**Set problem:**
Show every line of the records that contains the word "dark".

[Records from a dataset]
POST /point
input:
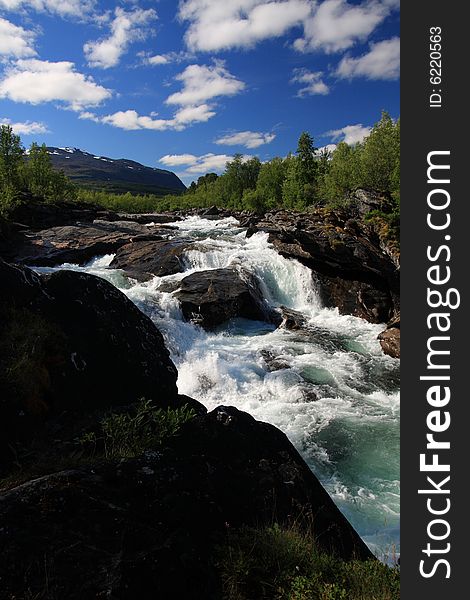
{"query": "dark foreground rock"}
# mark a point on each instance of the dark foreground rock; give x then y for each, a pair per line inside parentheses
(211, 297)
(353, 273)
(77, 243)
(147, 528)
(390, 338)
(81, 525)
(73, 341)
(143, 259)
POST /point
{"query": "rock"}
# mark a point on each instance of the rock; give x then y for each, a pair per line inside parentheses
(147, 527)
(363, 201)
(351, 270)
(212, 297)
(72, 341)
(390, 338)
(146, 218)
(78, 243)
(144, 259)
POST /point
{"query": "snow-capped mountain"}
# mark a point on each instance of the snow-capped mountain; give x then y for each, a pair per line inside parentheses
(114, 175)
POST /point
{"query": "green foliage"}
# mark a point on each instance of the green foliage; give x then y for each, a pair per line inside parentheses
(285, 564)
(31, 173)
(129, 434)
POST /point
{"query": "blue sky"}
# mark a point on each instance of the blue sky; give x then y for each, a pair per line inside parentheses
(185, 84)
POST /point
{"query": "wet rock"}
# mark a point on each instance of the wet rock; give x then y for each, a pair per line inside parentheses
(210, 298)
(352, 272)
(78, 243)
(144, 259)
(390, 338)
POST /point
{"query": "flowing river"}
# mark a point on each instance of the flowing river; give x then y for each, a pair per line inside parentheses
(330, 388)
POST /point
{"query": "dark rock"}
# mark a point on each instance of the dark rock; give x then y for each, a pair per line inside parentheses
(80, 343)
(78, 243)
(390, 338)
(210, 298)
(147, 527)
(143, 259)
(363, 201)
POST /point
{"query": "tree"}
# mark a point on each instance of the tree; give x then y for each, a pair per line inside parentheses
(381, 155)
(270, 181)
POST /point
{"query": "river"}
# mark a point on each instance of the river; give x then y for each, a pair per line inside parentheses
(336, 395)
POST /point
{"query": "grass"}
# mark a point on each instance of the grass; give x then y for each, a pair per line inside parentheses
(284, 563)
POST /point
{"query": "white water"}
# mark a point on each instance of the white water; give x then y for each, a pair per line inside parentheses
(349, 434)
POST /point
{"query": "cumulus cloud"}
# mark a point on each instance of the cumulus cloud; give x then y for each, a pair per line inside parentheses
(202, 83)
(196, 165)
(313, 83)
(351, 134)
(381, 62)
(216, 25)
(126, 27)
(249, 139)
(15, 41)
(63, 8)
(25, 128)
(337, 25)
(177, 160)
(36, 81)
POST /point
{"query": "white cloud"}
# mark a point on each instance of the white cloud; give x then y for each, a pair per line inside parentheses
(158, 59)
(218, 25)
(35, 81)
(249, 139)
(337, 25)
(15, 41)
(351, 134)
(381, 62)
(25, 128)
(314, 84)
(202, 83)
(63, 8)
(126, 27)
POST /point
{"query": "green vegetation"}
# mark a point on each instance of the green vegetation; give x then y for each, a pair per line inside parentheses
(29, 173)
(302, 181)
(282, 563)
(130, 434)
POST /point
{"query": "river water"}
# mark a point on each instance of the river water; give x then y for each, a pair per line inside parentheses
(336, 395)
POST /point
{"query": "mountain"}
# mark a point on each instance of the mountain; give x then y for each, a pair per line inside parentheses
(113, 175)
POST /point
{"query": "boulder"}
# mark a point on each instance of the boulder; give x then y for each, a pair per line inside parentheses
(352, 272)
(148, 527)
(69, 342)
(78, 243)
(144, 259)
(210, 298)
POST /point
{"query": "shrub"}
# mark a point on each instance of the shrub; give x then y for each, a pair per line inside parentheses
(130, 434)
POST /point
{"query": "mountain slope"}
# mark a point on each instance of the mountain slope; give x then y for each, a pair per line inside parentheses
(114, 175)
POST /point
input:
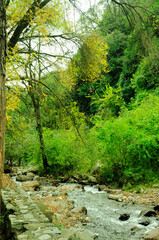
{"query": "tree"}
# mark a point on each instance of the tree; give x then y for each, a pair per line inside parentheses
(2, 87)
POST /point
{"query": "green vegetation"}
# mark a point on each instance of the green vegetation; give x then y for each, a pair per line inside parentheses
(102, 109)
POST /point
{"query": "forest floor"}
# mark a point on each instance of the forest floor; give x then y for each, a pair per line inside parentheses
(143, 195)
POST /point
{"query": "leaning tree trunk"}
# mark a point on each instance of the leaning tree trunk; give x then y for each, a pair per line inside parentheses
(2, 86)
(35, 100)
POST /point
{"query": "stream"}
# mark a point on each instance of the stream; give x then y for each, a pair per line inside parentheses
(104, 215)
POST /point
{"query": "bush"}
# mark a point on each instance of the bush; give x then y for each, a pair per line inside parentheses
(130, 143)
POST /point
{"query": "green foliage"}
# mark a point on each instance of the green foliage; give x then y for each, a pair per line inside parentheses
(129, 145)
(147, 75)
==
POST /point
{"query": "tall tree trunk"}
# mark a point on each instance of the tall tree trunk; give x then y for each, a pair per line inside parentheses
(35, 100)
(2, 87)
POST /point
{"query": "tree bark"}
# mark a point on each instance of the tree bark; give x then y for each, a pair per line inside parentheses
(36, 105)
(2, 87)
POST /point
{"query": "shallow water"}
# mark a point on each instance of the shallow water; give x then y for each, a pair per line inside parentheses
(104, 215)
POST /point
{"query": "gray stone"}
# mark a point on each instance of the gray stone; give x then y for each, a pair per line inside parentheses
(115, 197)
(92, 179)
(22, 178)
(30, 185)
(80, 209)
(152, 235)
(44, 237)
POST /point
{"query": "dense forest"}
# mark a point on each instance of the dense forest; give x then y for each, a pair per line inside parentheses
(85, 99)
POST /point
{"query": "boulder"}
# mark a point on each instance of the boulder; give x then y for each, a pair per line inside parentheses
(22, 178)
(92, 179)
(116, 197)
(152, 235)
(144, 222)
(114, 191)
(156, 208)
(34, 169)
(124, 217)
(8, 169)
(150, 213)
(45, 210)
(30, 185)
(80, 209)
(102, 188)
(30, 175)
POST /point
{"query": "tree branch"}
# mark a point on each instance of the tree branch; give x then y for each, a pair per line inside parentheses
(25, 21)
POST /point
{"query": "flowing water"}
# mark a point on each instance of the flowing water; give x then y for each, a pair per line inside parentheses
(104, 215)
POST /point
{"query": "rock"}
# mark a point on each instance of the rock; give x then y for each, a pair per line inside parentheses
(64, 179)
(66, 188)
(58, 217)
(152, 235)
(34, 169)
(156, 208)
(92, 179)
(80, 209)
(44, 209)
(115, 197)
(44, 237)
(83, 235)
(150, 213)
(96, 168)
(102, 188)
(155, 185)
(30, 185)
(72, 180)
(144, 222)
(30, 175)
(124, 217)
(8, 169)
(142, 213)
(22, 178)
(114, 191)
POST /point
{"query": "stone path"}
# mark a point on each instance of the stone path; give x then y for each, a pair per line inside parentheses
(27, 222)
--
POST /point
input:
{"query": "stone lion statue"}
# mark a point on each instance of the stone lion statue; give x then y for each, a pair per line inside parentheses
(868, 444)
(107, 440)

**Full output:**
{"query": "dark foreground rock"}
# mark a point on each instance of the dark foreground rock; give x then y for each, a pair per line inside parentheses
{"query": "dark rock"}
# mark a point on each instance of the dark rock; give x then y for each, a pair per line inside parentheses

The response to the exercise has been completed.